ЦИТИРУЕМЫЙ ОТРЫВОК -
┌──

Исключительная профессиональная самоотверженность деятелей петроградского балета – всех, до последнего артиста кордебалета, до младшего ученика школы, – и преданность их своему делу спасли хрупкое искусство. Артисты трудились, выходили на сцену несмотря ни на что. Закройся театр хотя бы на пару лет, было бы утрачено всё: традиции, школа, репертуар, ведь хореографическое искусство существует исключительно в живом театральном процессе.

 

Первые послереволюционные годы в петроградском балете была значительная (и естественная) текучка кадров. Несколько раз менялись руководители труппы, пока в 1922 году ее не возглавил Федор Лопухов. Один за другим покидали Россию и опытные, и молодые, подающие надежды артисты. Спесивцева в начале 1920-х годов выступала в Петрограде наездами. Основная нагрузка легла на плечи нескольких солистов.

 

Балеринский репертуар в основном делили Елена Люком и Елизавета Гердт – выпускницы класса Фокина 1908-09 годов, уверенно заявившие о себе еще до революции и бывшие прямыми противоположностями в творчестве. Люком, артистка интуитивного склада, пленяла почти детской беззащитностью, трепетностью, мелодраматизмом. Гердт (дочь премьера Императорского балета Павла Гердта) танцевала холодно, идеально по форме и академически безупречно, за что ее не раз сравнивали со сверкающим бриллиантом. Люком танцевала до 1941 года, после стала одним из самых уважаемых репетиторов ленинградского балета. Гердт ушла со сцены ровно по прошествии 20 лет карьеры, занялась педагогикой и, оказавшись в Москве, выучила Майю Плисецкую и Екатерину Максимову.

└──

ИСХОДНЫЕ ДАННЫЕ -
┌──

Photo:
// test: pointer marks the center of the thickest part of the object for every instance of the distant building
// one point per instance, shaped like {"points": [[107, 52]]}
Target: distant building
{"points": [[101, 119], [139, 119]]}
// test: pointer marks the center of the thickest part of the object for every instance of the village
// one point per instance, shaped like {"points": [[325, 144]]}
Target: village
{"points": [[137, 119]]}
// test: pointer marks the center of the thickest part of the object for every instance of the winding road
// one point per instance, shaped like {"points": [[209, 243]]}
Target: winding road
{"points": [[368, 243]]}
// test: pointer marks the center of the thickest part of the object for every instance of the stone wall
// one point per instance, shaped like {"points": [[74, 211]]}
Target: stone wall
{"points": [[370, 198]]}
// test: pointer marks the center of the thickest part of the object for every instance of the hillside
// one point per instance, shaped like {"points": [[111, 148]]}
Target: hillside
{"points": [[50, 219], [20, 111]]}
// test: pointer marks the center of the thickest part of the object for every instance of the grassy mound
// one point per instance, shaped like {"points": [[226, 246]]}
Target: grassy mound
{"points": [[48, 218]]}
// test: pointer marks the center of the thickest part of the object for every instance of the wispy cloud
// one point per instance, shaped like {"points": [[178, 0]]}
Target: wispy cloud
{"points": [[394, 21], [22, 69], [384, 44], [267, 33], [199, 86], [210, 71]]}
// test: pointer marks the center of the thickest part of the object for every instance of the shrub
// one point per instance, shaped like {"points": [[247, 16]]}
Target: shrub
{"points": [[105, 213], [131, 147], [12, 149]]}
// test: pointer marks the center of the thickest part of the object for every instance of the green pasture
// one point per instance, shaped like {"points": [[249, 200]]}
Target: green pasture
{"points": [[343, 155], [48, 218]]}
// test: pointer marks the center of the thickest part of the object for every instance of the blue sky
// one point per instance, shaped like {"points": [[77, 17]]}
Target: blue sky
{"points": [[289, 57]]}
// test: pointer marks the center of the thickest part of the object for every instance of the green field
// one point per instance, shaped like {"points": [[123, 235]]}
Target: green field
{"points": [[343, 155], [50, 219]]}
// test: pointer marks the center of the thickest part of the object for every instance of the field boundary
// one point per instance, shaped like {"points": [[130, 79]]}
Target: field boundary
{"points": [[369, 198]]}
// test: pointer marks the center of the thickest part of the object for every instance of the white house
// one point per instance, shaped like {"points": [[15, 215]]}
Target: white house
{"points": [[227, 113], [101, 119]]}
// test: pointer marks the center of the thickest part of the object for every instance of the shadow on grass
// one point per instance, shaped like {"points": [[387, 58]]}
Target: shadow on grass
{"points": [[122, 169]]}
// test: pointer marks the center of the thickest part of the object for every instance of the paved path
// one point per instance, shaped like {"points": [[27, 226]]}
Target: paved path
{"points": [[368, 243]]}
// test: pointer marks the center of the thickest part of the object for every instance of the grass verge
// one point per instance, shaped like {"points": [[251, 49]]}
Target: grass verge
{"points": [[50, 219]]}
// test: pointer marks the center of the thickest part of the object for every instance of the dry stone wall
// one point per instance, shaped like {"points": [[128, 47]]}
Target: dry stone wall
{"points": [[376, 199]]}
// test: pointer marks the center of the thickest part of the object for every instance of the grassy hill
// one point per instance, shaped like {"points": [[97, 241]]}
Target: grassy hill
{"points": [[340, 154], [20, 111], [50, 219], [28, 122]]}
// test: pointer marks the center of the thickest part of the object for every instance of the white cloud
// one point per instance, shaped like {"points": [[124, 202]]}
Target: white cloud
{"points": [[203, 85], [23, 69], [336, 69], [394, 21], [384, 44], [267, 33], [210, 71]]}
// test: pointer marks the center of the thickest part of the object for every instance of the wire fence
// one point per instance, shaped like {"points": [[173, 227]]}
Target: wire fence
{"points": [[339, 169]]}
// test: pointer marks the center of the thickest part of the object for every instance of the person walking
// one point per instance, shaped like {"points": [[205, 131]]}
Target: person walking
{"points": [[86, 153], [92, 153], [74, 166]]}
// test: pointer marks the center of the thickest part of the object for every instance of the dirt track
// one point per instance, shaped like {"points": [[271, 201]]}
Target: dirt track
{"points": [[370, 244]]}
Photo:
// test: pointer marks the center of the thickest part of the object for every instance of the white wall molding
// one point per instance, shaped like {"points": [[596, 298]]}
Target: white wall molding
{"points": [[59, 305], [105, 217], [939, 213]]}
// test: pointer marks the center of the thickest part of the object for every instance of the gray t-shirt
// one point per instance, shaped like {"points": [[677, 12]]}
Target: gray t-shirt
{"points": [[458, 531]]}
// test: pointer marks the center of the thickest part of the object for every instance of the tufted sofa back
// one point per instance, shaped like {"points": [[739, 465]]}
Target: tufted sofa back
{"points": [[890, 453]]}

└──

ЗАДАНИЕ - Продолжите отрывок о петроградском балете после его последнего предложения. Строки никак не связаны с отрывком о петроградском балете.

ОТВЕТ -
Талантливому выпускнику Петроградского балетного училища 1918 года Борису Шаврову судьба не дала времени на раскачку. Обширный премьерский репертуар достался ему почти сразу. Великолепный партнер и вдумчивый актер, Шавров первым стал вносить черты психологизма в партии шаблонных, в общем-то, балетных принцев. В 1940-1950-е годы Шавров перешел на пантомимные роли (и исполнял их блистательно), несколько десятилетий успешно преподавал и репетировал.

 

Рядом с Люком, Гердт, Шавровым были и другие талантливые мастера, но именно это трио не просто впечатало свои имена в эпоху, но обеспечило связь времен.

 

Петроградским-ленинградским балетом все 1920-е годы руководил Федор Васильевич Лопухов. Человек непростого характера и длинной, богатой на события, взлеты и падения, творческой биографии, Лопухов умел соединить радикальные эксперименты и пиетет к классическому наследию.

 

Оригинальные постановки хореографа («Ледяная дева», «Красный вихрь», новые «Жар-птица» и «Щелкунчик», балеты Дмитрия Шостаковича «Болт» и «Светлый ручей») тяготели к стилистике конструктивизма, танец в них был острым, рациональным, аналитически связанным с музыкой. Лопухов первым стал вводить акробатические поддержки: танцовщица принимала сложные позы на вытянутой руке партнера, в дуэтном танце предпринимались рискованные броски, вводились откровенно гимнастические элементы (мастерами поддержки и незаменимыми соратниками Лопухова были артисты Ольга Мунгалова и Петр Гусев). Подобные нововведения были в русле веяний времени, стыковались с эстетикой Пролеткульта и массовых спортивных праздников, оставаясь явлением балетного искусства.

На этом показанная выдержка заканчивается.